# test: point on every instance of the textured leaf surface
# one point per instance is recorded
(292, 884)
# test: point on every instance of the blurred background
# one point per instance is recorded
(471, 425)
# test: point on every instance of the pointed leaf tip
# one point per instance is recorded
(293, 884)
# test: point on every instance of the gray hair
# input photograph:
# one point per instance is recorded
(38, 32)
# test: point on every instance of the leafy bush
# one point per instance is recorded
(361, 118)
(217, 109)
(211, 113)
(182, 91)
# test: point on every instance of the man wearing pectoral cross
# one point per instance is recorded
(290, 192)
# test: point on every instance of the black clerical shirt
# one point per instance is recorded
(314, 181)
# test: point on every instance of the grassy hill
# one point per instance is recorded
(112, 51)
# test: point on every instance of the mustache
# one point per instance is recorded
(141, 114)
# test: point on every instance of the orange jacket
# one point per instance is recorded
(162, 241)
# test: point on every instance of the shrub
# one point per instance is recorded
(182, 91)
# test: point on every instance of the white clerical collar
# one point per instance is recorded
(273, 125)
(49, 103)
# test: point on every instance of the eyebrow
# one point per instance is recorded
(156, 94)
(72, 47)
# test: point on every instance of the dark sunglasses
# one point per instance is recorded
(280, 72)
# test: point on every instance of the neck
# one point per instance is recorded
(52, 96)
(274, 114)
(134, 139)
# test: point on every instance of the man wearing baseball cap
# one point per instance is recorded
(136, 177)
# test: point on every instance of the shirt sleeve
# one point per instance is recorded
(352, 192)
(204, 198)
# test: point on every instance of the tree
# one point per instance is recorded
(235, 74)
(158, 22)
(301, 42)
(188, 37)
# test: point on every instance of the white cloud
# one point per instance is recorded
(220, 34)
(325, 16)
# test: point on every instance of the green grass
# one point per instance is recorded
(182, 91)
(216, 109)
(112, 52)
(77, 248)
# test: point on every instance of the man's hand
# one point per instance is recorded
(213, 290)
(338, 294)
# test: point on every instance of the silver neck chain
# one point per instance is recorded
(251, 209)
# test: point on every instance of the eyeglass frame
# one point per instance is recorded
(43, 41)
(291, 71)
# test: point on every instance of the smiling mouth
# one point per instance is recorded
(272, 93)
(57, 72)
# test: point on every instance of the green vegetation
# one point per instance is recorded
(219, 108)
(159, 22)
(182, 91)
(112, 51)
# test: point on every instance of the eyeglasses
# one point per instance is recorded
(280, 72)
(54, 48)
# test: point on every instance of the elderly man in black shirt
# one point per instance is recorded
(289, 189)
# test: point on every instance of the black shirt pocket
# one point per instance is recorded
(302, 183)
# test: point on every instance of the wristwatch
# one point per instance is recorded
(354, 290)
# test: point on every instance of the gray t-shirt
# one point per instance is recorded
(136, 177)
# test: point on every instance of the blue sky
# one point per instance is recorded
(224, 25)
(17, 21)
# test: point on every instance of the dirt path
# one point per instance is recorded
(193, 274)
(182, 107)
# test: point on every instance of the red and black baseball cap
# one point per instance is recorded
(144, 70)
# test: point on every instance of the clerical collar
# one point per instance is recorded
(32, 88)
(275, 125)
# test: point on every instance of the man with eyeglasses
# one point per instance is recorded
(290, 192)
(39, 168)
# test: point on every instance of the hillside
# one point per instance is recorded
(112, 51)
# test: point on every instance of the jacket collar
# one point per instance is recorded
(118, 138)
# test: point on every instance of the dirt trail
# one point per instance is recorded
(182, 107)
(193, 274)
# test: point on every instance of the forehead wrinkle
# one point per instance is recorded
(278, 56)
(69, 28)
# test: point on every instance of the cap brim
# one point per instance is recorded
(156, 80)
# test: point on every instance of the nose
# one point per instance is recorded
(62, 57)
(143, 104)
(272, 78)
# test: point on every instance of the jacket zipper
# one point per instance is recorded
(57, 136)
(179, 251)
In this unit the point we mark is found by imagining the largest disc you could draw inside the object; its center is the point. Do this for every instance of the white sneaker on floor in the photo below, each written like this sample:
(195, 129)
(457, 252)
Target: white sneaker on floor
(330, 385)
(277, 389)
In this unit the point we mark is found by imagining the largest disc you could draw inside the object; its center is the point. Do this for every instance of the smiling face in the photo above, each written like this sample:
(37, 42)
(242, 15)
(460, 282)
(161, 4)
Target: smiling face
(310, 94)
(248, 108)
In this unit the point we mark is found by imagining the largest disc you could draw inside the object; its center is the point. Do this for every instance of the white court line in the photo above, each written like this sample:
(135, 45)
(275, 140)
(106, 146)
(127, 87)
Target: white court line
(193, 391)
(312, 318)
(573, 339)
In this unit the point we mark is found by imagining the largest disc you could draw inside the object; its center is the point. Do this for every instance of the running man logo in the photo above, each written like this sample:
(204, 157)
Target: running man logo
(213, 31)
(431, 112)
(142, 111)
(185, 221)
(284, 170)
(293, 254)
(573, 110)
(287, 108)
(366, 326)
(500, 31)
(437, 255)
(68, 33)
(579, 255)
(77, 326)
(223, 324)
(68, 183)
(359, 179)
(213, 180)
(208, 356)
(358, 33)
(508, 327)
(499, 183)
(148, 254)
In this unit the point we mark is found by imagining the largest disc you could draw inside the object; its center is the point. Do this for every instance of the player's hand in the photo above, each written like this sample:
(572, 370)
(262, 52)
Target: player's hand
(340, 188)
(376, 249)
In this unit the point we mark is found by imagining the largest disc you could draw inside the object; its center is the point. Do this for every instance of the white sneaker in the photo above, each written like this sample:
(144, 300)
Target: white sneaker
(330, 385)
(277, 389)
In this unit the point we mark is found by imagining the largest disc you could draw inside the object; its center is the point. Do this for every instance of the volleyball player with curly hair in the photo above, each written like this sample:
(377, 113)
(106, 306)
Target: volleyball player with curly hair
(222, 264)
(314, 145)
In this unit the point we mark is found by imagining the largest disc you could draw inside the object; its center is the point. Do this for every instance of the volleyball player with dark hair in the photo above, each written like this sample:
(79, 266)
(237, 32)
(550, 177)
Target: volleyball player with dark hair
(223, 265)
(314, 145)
# # # # # # #
TASK OBJECTIVE =>
Tell how many lines of the listing include the word "eyeglasses"; the number alone is the answer.

EXERCISE SOLUTION =>
2